Gestellte Aufgabe
Kopieren Sie den Text zu Mobilität und Immobilienwirtschaft vollständig und ohne jede Änderung.

Veränderung der Mobilität: Was sind die Folgen für die Immobilienwirtschaft?

Der Einfluss des Verkehrssektors und des demografischen Wandels auf den Immobilienmarkt ist evident. Neue Wohnformen wie das Microliving stellen die Immobilienbranche vor neue Herausforderungen. Die regionalen Mobilitätskonzepte prägen die Entwicklung eines solchen Wohntrends enorm. Inbesondere die Elektromobilität und das autonome Fahren stellen die Immobilienwelt vor völlig neue Herausforderungen. Ergeht es Parkhäusern zukünftig ähnlich wie dem Einzelhandelsmarkt? Und kann der Einzelhandelsmarkt durch die erhöhte Passantenfrequenz wieder an Bedeutung gewinnen?

Angezeigte Zeilen
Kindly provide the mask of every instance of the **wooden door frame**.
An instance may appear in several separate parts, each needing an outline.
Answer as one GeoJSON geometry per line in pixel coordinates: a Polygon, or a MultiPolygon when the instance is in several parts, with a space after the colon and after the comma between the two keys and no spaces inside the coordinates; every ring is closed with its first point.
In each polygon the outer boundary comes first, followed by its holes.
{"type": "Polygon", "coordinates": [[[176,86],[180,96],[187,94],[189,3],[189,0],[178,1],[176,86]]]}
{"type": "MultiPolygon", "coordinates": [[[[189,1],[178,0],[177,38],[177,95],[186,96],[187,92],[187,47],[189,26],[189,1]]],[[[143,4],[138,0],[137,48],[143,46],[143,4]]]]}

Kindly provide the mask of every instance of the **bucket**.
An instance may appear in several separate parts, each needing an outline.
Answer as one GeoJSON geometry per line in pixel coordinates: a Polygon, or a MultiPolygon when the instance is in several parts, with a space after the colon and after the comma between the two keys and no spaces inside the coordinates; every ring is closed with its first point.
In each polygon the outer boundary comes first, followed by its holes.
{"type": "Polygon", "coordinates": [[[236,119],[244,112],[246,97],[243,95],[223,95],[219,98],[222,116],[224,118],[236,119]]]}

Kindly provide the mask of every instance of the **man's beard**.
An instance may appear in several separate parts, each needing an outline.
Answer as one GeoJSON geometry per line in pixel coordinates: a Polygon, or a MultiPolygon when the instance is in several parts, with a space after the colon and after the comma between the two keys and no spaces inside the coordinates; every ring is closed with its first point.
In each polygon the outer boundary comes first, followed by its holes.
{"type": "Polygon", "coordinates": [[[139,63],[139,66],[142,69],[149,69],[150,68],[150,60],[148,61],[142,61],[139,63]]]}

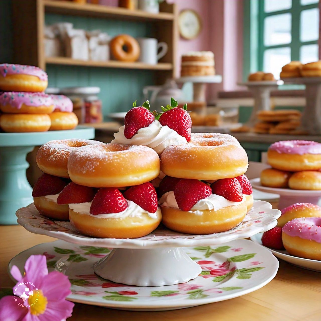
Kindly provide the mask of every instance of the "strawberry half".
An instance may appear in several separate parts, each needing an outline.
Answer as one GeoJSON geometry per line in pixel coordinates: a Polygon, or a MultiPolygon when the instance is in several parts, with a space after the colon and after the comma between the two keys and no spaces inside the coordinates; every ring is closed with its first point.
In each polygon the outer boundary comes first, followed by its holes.
{"type": "Polygon", "coordinates": [[[165,176],[160,183],[160,185],[158,187],[158,195],[160,196],[161,196],[168,192],[173,191],[176,184],[180,179],[176,177],[168,176],[167,175],[165,176]]]}
{"type": "Polygon", "coordinates": [[[130,109],[125,116],[125,129],[124,134],[127,139],[133,138],[139,129],[148,127],[155,119],[155,117],[149,110],[148,100],[143,106],[136,107],[136,101],[133,104],[134,108],[130,109]]]}
{"type": "Polygon", "coordinates": [[[221,195],[229,201],[241,202],[243,198],[241,184],[236,178],[219,179],[211,187],[213,194],[221,195]]]}
{"type": "Polygon", "coordinates": [[[32,190],[32,197],[59,194],[70,180],[44,173],[36,181],[32,190]]]}
{"type": "Polygon", "coordinates": [[[174,188],[175,199],[182,211],[190,211],[199,201],[212,194],[208,185],[197,179],[180,179],[174,188]]]}
{"type": "Polygon", "coordinates": [[[177,107],[178,105],[177,101],[172,98],[170,105],[168,105],[166,107],[161,106],[164,112],[159,117],[159,121],[162,126],[168,126],[189,142],[191,140],[192,119],[186,111],[187,105],[185,104],[183,108],[181,108],[177,107]]]}
{"type": "Polygon", "coordinates": [[[57,204],[73,204],[91,202],[97,191],[96,188],[78,185],[72,182],[60,192],[57,204]]]}
{"type": "Polygon", "coordinates": [[[251,183],[250,183],[248,178],[247,177],[245,174],[238,176],[235,178],[239,181],[240,184],[241,184],[242,193],[243,194],[250,195],[253,193],[253,190],[252,189],[251,183]]]}
{"type": "Polygon", "coordinates": [[[262,236],[262,244],[276,250],[284,248],[282,241],[282,228],[274,227],[265,232],[262,236]]]}
{"type": "Polygon", "coordinates": [[[100,189],[96,193],[89,213],[93,215],[119,213],[127,207],[127,202],[118,188],[105,187],[100,189]]]}
{"type": "Polygon", "coordinates": [[[124,193],[124,196],[150,213],[155,213],[157,210],[157,194],[151,183],[132,186],[124,193]]]}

Ergebnis der Aufgabe
Veränderung der Mobilität: Was sind die Folgen für die Immobilienwirtschaft?

Der Einfluss des Verkehrssektors und des demografischen Wandels auf den Immobilienmarkt ist evident. Neue Wohnformen wie das Microliving stellen die Immobilienbranche vor neue Herausforderungen. Die regionalen Mobilitätskonzepte prägen die Entwicklung eines solchen Wohntrends enorm. Inbesondere die Elektromobilität und das autonome Fahren stellen die Immobilienwelt vor völlig neue Herausforderungen. Ergeht es Parkhäusern zukünftig ähnlich wie dem Einzelhandelsmarkt? Und kann der Einzelhandelsmarkt durch die erhöhte Passantenfrequenz wieder an Bedeutung gewinnen?